Records for this task —
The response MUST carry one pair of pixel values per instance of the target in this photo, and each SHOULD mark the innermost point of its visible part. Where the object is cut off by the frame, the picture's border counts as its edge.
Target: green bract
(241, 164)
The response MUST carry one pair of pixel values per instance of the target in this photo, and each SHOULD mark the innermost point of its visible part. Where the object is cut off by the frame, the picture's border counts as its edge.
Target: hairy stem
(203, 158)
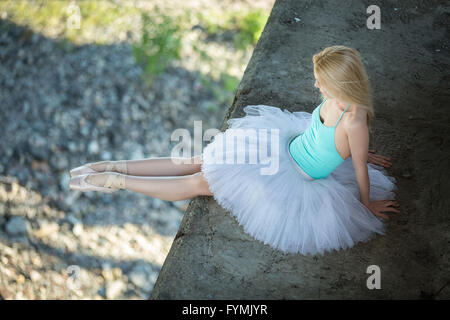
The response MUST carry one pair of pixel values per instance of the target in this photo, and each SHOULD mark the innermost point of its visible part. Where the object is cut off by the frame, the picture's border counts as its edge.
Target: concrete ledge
(212, 257)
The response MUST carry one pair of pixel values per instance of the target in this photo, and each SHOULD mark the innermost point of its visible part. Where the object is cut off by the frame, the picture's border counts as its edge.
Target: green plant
(230, 83)
(250, 27)
(159, 44)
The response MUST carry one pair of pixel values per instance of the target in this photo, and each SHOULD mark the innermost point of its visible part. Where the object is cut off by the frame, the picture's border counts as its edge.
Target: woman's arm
(358, 138)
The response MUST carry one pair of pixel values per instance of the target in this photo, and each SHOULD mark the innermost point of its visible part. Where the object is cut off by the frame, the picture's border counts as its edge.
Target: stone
(17, 226)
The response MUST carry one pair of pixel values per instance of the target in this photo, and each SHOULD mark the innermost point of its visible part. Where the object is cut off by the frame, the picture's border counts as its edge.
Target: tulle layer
(281, 206)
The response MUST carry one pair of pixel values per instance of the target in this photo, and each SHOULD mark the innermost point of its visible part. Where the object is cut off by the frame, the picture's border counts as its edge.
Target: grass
(54, 18)
(247, 26)
(158, 41)
(159, 44)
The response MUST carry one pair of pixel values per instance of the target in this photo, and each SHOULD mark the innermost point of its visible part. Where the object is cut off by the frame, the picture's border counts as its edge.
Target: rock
(77, 229)
(114, 289)
(140, 276)
(17, 226)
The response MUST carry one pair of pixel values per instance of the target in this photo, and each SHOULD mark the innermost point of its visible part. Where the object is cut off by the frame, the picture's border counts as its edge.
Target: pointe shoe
(84, 169)
(111, 166)
(114, 182)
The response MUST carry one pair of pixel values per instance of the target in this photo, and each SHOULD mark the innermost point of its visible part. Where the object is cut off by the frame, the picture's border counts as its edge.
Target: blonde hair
(344, 77)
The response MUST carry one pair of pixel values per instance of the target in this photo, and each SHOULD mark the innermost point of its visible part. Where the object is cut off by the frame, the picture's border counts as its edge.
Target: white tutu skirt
(289, 210)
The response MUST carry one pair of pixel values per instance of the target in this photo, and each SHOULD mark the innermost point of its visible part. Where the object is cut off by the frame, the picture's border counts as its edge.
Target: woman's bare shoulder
(356, 120)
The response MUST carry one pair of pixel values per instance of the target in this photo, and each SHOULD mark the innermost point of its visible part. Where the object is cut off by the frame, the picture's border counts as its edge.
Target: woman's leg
(165, 188)
(157, 166)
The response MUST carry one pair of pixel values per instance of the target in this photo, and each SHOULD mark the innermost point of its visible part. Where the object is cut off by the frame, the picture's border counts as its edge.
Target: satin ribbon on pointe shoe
(114, 181)
(113, 166)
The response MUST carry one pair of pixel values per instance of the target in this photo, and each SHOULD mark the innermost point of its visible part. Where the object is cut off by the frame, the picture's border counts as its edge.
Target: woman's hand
(376, 207)
(378, 159)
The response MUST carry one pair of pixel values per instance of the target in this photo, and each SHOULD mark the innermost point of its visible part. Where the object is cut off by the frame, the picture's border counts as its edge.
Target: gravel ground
(61, 108)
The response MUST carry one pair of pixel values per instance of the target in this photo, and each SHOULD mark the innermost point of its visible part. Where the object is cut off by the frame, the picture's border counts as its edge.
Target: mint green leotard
(314, 149)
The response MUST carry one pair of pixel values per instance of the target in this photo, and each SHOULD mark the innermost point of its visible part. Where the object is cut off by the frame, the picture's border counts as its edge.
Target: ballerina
(329, 191)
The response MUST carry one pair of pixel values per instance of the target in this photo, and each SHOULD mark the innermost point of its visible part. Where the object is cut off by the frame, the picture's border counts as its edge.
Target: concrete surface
(408, 62)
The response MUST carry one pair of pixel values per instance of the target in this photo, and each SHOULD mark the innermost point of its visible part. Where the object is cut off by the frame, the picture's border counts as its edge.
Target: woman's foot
(101, 166)
(104, 182)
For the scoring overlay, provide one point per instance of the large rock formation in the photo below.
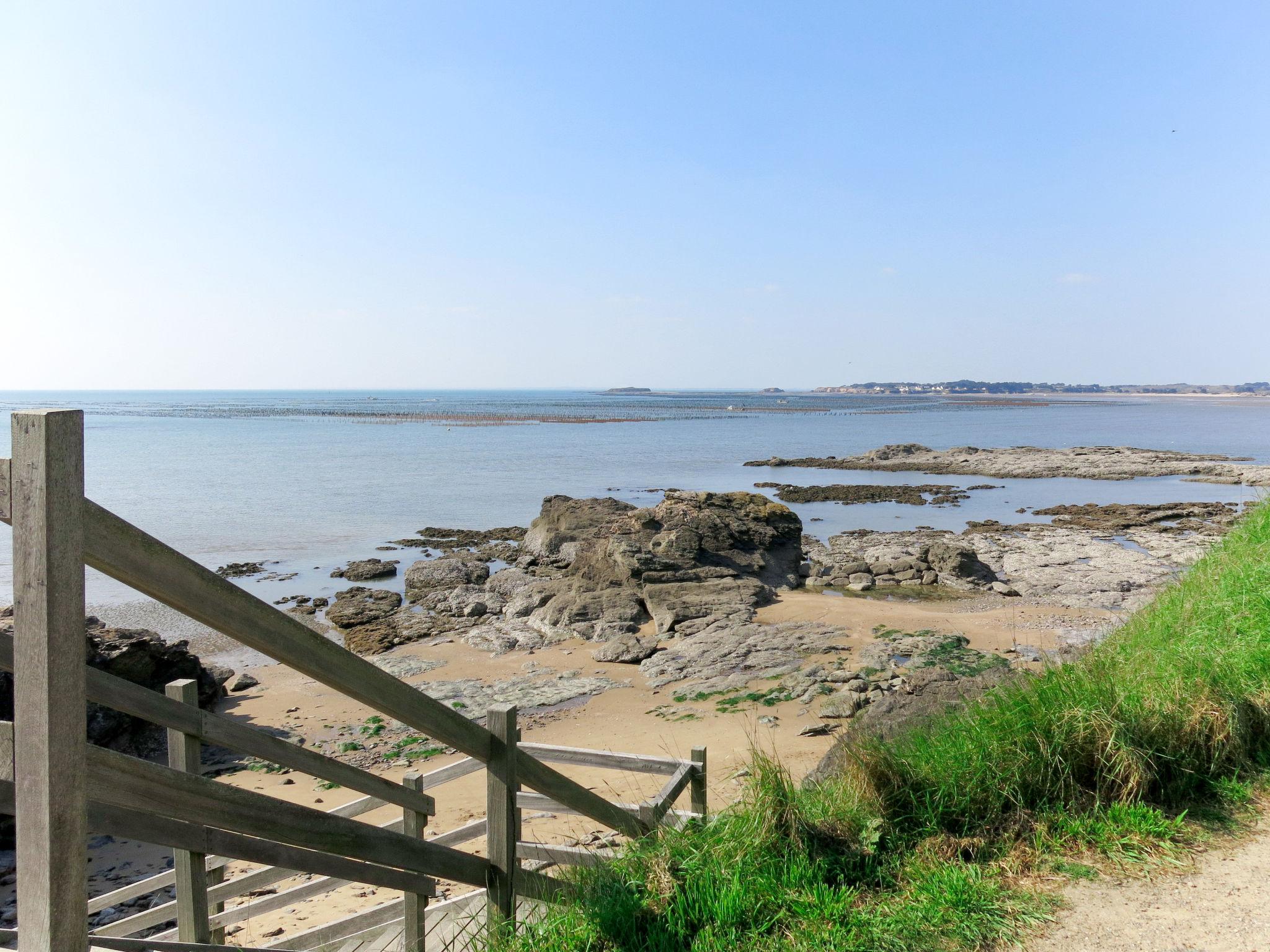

What needs to be done — Pick out each line in the records above that contains the word "green", and copy those lines.

Solution to this problem —
Target: green bract
Target: green plant
Target: mint green leotard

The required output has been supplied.